TASKS FOR THIS EXERCISE |
(1) In the passage on error correction in quantum computers, what does error correction cost?
(2) Continue the passage on error correction in quantum computers from its last sentence.

EXTRACTED TEXT |
Many of the most promising quantum advantage use cases will require an error-corrected quantum computer. Error correction enables running longer algorithms by compensating for inherent errors inside the quantum computer, but it comes at the cost of more physical qubits (quantum bits).

Quantum computer blueprint with trapped ions. Credit: Ion Quantum Technology Group, University of Sussex

“Our tool automates the calculation of the error-correction overhead as a function of key hardware specifications,” Webber said. “To make the quantum algorithm run faster, we can perform more operations in parallel by adding more physical qubits. We introduce extra qubits as needed to reach the desired runtime, which is critically dependent on the rate of operations at the physical hardware level.”

Most quantum computing hardware platforms are limited, because only qubits right next to each other can interact directly. In other platforms, such as some trapped ion designs, the qubits are not in fixed positions and can instead be physically moved around — meaning each qubit can interact directly with a wide set of other qubits. 

“We explored how to best take advantage of this ability to connect distant qubits, with the aim of solving problems in less time with fewer qubits,” said Webber. “We must continue to tailor the error-correction strategies to exploit the strengths of the underlying hardware, which may allow us to solve highly impactful problems with a smaller-size quantum computer than had previously been assumed.”

EXTRACTED RECORDS |
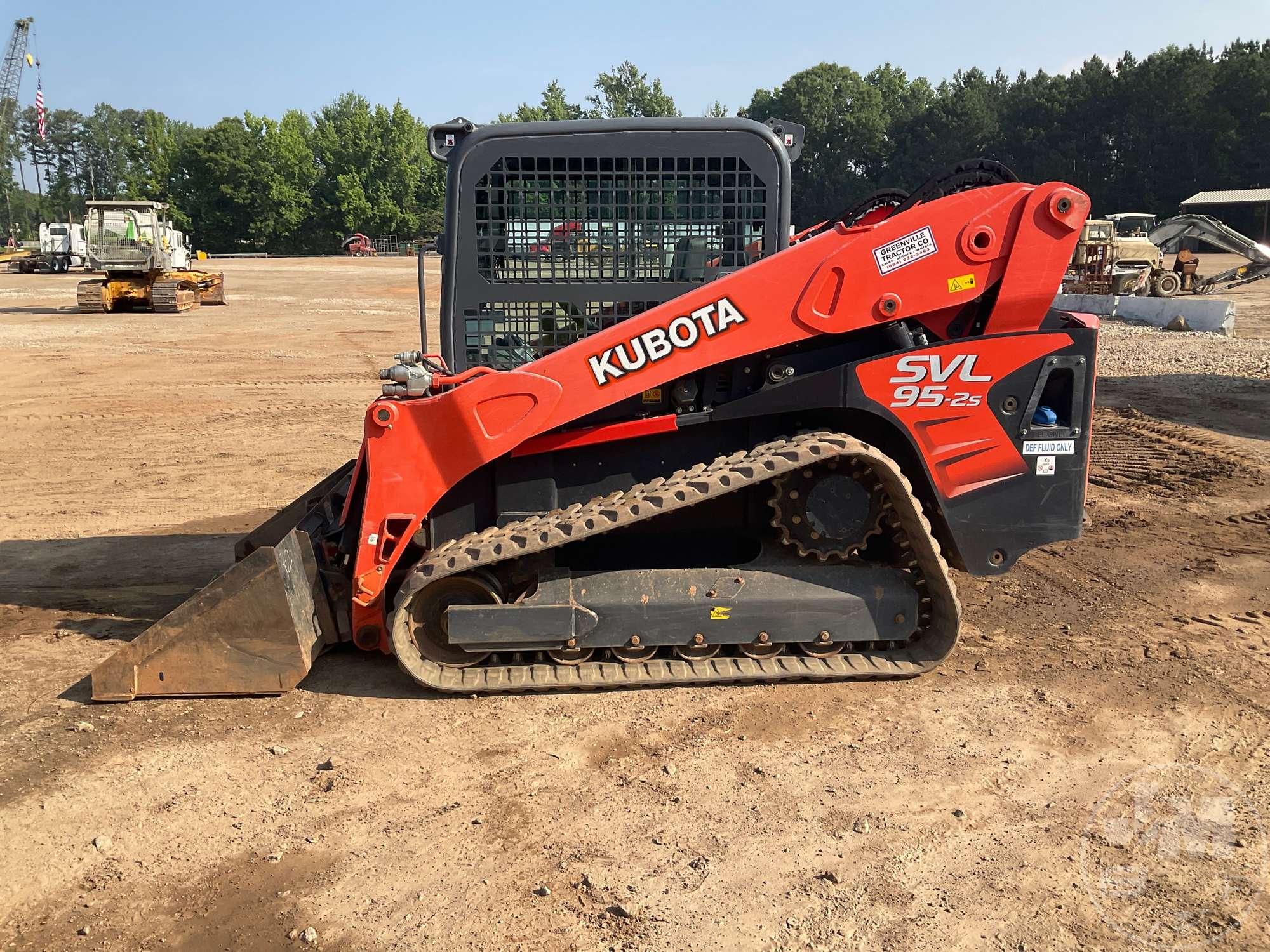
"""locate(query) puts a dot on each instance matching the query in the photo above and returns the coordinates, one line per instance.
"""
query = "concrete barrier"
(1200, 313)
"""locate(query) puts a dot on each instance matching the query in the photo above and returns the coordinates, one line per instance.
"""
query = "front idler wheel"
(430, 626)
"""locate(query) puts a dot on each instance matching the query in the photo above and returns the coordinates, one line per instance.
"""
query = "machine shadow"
==
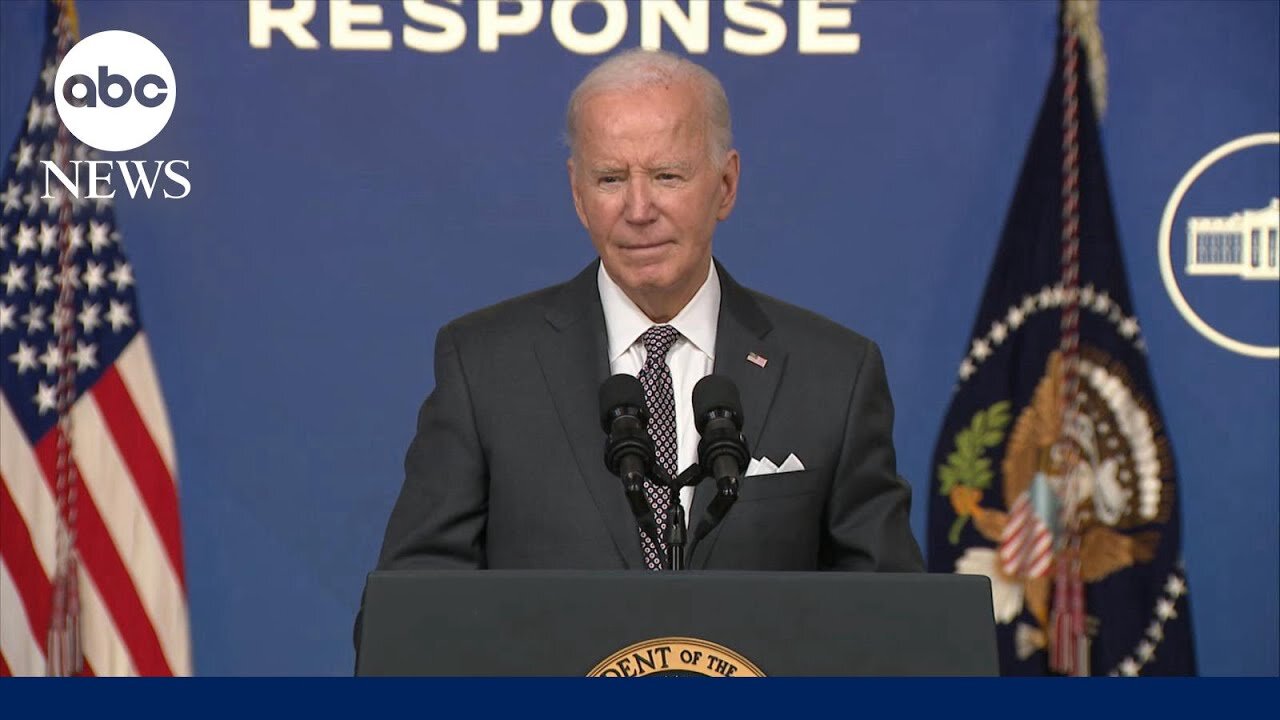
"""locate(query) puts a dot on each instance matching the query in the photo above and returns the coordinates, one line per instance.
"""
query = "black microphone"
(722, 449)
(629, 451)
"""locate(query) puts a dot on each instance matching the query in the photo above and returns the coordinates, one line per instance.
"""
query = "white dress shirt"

FINAL ANSWERS |
(1) More physical qubits.

(2)
Quantum computers are exponentially more powerful at breaking many encryption techniques than classical computers. The world uses RSA encryption for most of its secure communication. RSA encryption and the one Bitcoin uses (elliptic curve digital signature algorithm) will one day be vulnerable to a quantum computing attack, but today, even the largest supercomputer could never pose a serious threat.

The researchers estimated the size a quantum computer needs to be to break the encryption of the Bitcoin network within the small window of time it would actually pose a threat to do so — in between its announcement and integration into the blockchain. The greater the fee paid on the transaction, the shorter this window will be, but it likely ranges from minutes to hours.

“State-of-the-art quantum computers today only have 50-100 qubits,” said Webber. “Our estimated requirement of 30 to 300 million physical qubits suggests Bitcoin should be considered safe from a quantum attack for now, but devices of this size are generally considered achievable, and future advancements may bring the requirements down further.

“The Bitcoin network could perform a ‘hard-fork’ onto a quantum-secure encryption technique, but this may result in network scaling issues due to an increased memory requirement.”

The researchers emphasize the rate of improvement of both quantum algorithms and error-correction protocols:

“Four years ago, we estimated a trapped ion device would need a billion physical qubits to break RSA encryption, requiring a device with an area of 100-by-100 square meters,” said Webber. “Now, with improvements across the board, this could see a dramatic reduction to an area of just 2.5-by-2.5 square meters.”

A large-scale error-corrected quantum computer should be able to solve important problems classical computers cannot.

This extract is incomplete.